Lo scorso fine settimana il Congresso americano ha finalmente approvato in via definitiva uno dei punti chiave del programma elettorale del presidente Biden. Il “successo” democratico riguarda un pacchetto da oltre mille miliardi di dollari da destinare all’ammodernamento delle infrastrutture del paese, ma sembra in realtà una precoce capitolazione della Casa Bianca davanti alle forze moderate del partito e segna molto probabilmente la fine delle velleità di riforma sociale che avevano contribuito all’elezione di Biden appena dodici mesi fa.

 

Il percorso legislativo del nuovo provvedimento è stato a dir poco faticoso e la spinta decisiva all’approvazione era arrivata dalla clamorosa sconfitta del Partito Democratico in alcune elezioni locali martedì scorso. Nello stato della Virginia, soprattutto, la vittoria del candidato repubblicano alla carica di governatore aveva scatenato il panico tra i leader democratici, che hanno intravisto un chiaro avvertimento degli elettori in previsione delle elezioni di “metà mandato” del prossimo anno.
----------------------------------------
Puoi riportare alla lettera il passo dell'articolo sul pacchetto per le infrastrutture che va da "Il percorso legislativo" a "del prossimo anno."?

- _Record da una raccolta di dati_
----------------------------------------
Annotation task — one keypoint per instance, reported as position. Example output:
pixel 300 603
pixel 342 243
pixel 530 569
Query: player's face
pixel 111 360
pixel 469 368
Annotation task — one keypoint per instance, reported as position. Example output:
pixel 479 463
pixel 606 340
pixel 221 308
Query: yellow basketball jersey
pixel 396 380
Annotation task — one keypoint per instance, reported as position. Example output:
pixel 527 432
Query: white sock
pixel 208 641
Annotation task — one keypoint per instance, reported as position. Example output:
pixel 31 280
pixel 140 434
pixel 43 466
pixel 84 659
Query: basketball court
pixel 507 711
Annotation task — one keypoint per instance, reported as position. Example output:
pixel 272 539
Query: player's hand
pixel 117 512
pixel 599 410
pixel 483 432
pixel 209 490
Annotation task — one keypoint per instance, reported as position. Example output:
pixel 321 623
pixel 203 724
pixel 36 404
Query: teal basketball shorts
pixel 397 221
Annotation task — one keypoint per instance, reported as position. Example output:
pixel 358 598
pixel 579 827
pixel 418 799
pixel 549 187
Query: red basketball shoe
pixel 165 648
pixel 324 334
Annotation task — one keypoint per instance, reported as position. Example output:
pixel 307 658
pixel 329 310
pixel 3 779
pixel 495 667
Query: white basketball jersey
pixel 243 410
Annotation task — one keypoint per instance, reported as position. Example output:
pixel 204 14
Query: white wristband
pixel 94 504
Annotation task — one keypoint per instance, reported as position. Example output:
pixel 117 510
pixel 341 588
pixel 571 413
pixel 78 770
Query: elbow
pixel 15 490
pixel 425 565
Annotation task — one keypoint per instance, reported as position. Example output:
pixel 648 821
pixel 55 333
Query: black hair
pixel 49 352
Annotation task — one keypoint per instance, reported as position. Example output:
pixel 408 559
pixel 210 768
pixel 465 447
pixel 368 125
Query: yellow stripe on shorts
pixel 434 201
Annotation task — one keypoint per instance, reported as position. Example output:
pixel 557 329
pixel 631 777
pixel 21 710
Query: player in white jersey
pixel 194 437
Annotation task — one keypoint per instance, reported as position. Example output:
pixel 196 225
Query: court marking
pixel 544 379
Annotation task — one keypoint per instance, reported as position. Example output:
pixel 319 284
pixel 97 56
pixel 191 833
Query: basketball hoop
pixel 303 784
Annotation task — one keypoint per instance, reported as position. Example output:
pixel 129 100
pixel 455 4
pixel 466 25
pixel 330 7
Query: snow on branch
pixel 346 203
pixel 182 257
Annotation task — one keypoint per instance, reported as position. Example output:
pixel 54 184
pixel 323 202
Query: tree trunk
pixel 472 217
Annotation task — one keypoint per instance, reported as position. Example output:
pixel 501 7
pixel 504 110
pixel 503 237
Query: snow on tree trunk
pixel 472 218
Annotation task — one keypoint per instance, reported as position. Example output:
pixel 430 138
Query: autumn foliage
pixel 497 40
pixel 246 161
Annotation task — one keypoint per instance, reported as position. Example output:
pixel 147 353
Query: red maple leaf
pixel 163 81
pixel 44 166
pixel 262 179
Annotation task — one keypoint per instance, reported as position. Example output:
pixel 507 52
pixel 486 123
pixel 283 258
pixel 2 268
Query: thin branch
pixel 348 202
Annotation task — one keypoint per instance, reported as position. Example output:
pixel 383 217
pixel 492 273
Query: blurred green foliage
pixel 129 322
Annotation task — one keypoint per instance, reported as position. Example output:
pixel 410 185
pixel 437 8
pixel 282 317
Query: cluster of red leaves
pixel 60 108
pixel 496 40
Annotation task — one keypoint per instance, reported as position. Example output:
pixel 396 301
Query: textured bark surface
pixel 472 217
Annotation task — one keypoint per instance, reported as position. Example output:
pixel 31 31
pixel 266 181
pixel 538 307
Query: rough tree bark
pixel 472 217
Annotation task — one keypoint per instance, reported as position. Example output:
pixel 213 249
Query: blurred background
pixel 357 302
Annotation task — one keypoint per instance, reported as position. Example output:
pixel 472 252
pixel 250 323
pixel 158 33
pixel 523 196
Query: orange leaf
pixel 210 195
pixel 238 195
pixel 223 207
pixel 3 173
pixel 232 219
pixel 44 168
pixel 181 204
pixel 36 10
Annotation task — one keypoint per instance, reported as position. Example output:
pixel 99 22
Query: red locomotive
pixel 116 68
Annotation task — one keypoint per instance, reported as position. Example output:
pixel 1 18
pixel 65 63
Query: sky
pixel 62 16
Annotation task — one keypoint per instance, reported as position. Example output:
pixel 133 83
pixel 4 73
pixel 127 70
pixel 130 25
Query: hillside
----------------------------------------
- _Risposta corretta_
Il percorso legislativo del nuovo provvedimento è stato a dir poco faticoso e la spinta decisiva all’approvazione era arrivata dalla clamorosa sconfitta del Partito Democratico in alcune elezioni locali martedì scorso. Nello stato della Virginia, soprattutto, la vittoria del candidato repubblicano alla carica di governatore aveva scatenato il panico tra i leader democratici, che hanno intravisto un chiaro avvertimento degli elettori in previsione delle elezioni di “metà mandato” del prossimo anno.